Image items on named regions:
****************
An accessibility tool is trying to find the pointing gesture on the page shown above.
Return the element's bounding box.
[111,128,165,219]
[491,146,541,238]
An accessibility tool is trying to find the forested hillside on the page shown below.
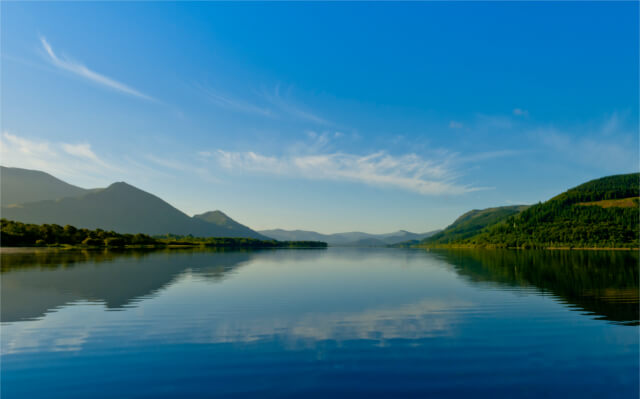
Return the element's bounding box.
[421,205,527,244]
[453,173,640,248]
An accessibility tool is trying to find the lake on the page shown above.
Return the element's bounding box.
[1,248,640,399]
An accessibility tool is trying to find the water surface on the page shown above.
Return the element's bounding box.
[0,248,639,398]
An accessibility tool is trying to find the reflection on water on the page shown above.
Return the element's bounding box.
[438,249,640,325]
[0,248,638,398]
[0,249,640,325]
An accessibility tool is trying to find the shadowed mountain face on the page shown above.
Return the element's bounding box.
[0,166,90,206]
[432,249,640,325]
[193,211,271,240]
[423,205,529,244]
[2,168,267,239]
[260,229,437,246]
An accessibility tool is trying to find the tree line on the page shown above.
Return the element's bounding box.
[0,219,327,248]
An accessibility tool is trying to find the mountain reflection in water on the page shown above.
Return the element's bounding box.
[0,249,640,325]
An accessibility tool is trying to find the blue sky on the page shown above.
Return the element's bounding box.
[0,2,639,233]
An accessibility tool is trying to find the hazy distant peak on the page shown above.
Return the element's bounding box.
[193,210,235,225]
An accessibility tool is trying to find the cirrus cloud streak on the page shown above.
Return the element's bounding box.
[211,150,484,195]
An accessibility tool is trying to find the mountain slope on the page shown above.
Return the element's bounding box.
[0,166,90,206]
[260,229,436,246]
[436,173,640,248]
[2,182,263,238]
[421,205,528,244]
[193,210,271,240]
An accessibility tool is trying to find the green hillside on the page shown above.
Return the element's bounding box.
[193,211,271,240]
[0,166,91,206]
[2,182,265,239]
[450,173,640,248]
[419,205,527,245]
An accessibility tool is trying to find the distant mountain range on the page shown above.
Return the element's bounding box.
[0,167,269,240]
[0,166,437,246]
[259,229,439,247]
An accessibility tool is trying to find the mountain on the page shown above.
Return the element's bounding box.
[422,205,527,244]
[260,229,437,246]
[0,166,90,206]
[422,173,640,248]
[193,211,271,240]
[2,182,266,239]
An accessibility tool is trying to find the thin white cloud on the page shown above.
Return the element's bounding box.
[212,150,482,195]
[197,85,276,118]
[0,131,122,184]
[264,85,332,125]
[513,108,529,117]
[40,37,155,101]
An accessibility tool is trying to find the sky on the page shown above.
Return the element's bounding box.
[0,2,640,233]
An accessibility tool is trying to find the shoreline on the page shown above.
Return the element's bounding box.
[410,245,640,251]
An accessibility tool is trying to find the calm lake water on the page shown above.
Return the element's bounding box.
[0,248,640,399]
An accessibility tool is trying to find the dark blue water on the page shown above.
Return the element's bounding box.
[1,248,639,399]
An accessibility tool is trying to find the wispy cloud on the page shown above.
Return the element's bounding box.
[40,37,156,101]
[513,108,529,117]
[196,84,276,118]
[205,150,482,195]
[264,85,333,125]
[0,131,122,187]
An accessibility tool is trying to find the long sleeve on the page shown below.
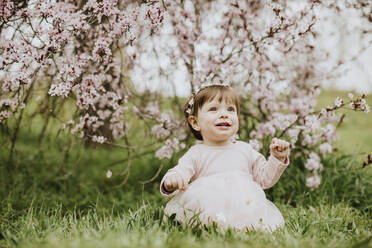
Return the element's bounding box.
[160,148,196,197]
[250,148,289,189]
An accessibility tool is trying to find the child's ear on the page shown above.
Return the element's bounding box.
[187,115,200,131]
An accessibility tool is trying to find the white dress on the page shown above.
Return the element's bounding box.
[160,141,288,231]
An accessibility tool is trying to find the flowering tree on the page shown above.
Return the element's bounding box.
[0,0,371,188]
[127,0,371,189]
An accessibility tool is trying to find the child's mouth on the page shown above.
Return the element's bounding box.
[216,122,231,127]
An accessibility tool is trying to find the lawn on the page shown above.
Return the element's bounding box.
[0,91,372,248]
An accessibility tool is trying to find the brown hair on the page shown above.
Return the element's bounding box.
[184,85,240,140]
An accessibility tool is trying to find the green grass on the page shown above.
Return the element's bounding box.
[2,203,372,247]
[0,92,372,248]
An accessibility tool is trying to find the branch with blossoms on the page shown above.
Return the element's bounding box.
[128,0,370,188]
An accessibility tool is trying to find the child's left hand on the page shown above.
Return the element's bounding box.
[270,138,289,164]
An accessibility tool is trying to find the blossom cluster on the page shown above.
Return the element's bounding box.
[0,0,370,189]
[0,0,164,143]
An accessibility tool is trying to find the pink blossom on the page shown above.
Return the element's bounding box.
[151,125,171,139]
[319,143,332,155]
[92,135,106,144]
[335,97,344,108]
[306,174,321,190]
[305,152,323,171]
[248,139,262,151]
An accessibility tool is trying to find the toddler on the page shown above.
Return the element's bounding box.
[160,84,289,231]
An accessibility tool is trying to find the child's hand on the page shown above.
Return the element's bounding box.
[164,173,188,192]
[270,138,289,164]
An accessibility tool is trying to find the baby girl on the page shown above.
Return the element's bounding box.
[160,84,289,231]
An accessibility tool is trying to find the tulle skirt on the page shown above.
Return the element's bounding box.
[164,171,284,231]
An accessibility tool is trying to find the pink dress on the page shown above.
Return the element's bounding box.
[160,141,288,231]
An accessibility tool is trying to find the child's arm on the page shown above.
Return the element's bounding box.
[160,148,196,196]
[251,138,289,189]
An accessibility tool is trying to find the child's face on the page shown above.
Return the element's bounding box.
[189,97,239,145]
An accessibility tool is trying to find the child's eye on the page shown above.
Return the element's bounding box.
[227,107,235,112]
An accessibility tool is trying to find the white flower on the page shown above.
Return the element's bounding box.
[306,174,321,190]
[249,139,262,151]
[335,97,344,107]
[106,170,112,178]
[305,152,323,171]
[92,135,106,144]
[319,143,332,155]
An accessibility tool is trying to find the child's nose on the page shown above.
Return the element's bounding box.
[220,110,228,118]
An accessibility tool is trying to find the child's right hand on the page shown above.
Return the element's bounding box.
[164,173,188,192]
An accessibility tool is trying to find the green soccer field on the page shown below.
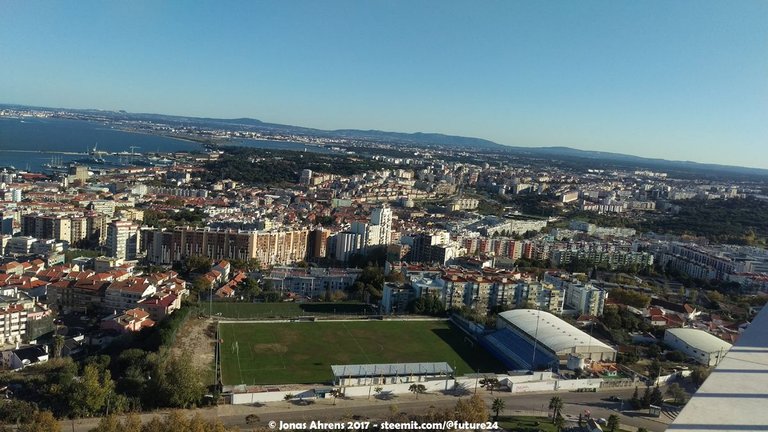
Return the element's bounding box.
[208,302,376,319]
[219,321,505,385]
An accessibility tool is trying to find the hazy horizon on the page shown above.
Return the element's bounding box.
[0,0,768,168]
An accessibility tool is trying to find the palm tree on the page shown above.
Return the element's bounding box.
[549,396,563,423]
[555,414,565,432]
[408,384,427,399]
[606,414,619,432]
[491,398,504,420]
[328,389,342,405]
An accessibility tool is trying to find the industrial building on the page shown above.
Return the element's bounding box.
[331,362,453,386]
[664,328,732,366]
[484,309,616,369]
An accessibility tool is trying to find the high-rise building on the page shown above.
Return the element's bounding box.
[565,283,608,316]
[141,227,309,266]
[107,220,141,260]
[334,231,362,262]
[368,205,392,246]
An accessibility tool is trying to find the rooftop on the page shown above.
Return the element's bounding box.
[667,328,732,352]
[667,308,768,432]
[499,309,615,353]
[331,362,453,377]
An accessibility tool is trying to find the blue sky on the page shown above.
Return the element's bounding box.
[0,0,768,168]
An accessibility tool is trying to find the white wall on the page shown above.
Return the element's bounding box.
[341,378,456,397]
[232,389,315,405]
[512,381,557,393]
[555,378,603,390]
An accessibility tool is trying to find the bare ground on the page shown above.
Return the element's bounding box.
[171,316,216,379]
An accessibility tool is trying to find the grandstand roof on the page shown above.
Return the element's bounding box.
[667,328,732,353]
[499,309,616,354]
[331,362,453,377]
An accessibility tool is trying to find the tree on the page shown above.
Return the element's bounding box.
[69,363,115,417]
[606,414,621,432]
[691,366,710,387]
[646,344,661,360]
[666,383,688,404]
[329,389,342,405]
[453,395,488,423]
[549,396,563,423]
[408,384,427,399]
[651,384,664,406]
[238,278,261,300]
[53,334,64,358]
[480,377,499,394]
[665,351,685,362]
[91,414,123,432]
[0,399,37,424]
[640,387,651,408]
[647,359,661,381]
[18,411,61,432]
[165,353,205,408]
[491,398,504,420]
[629,386,642,409]
[553,413,565,432]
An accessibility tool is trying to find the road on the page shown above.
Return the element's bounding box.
[62,388,671,432]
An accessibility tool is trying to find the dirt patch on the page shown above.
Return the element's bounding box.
[171,316,216,380]
[253,344,288,354]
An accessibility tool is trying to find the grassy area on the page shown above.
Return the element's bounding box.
[219,321,505,384]
[498,414,627,432]
[210,302,376,319]
[499,416,557,432]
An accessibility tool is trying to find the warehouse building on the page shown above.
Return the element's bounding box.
[489,309,616,369]
[331,362,453,386]
[664,328,732,366]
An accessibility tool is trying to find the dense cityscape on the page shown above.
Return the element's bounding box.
[0,0,768,432]
[0,103,768,430]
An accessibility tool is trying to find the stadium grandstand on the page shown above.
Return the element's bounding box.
[480,309,616,370]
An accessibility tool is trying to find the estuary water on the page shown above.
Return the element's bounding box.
[0,118,335,172]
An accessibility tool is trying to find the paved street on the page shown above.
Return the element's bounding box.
[62,388,671,432]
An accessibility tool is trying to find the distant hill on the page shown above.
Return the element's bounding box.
[0,104,768,176]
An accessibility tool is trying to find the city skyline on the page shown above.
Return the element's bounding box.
[0,2,768,168]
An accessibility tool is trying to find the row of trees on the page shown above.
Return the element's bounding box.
[91,411,238,432]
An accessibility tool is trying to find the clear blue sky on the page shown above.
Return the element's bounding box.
[0,0,768,168]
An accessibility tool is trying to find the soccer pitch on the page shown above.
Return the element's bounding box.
[219,321,505,385]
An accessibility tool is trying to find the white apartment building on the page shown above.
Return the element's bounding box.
[107,221,141,260]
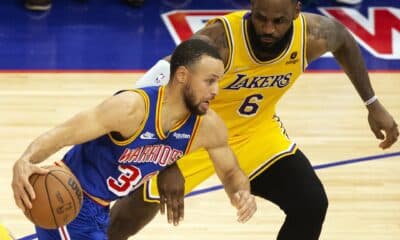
****************
SET EXERCISE: Could you swap "accessibility tool" for "screen reader" in the items from the start up to and including the line with "[0,219,327,248]", leaving everything else as it is, and give those lines again without the pictures?

SOLUTION FOR THIS EXERCISE:
An screen reader is trying to find the pointing gesture on the page shown above.
Return the element's bounding box.
[111,128,165,219]
[491,146,541,238]
An screen reader is trying to find the forested hillside on the page shown below.
Return the element's bounding box.
[421,205,527,244]
[453,173,640,248]
An screen reader is trying to find the lake on the page shown above.
Return the element's bounding box.
[1,248,640,399]
An screen reader is trying to find the water surface on the page shown above.
Return the element's bounding box.
[0,248,639,398]
An screen reader is trying to find the reflection on water on the page shown above.
Return the element's bounding box.
[438,249,640,325]
[0,248,638,398]
[0,249,640,325]
An screen reader is trying to find the shadowed mountain face on the page shown above.
Return the element's bounding box.
[0,166,90,206]
[432,249,640,325]
[193,211,271,240]
[423,205,529,244]
[2,168,267,239]
[260,229,437,246]
An screen reader is trying to find the tree line on the page shown above.
Return the element's bounding box.
[0,219,327,248]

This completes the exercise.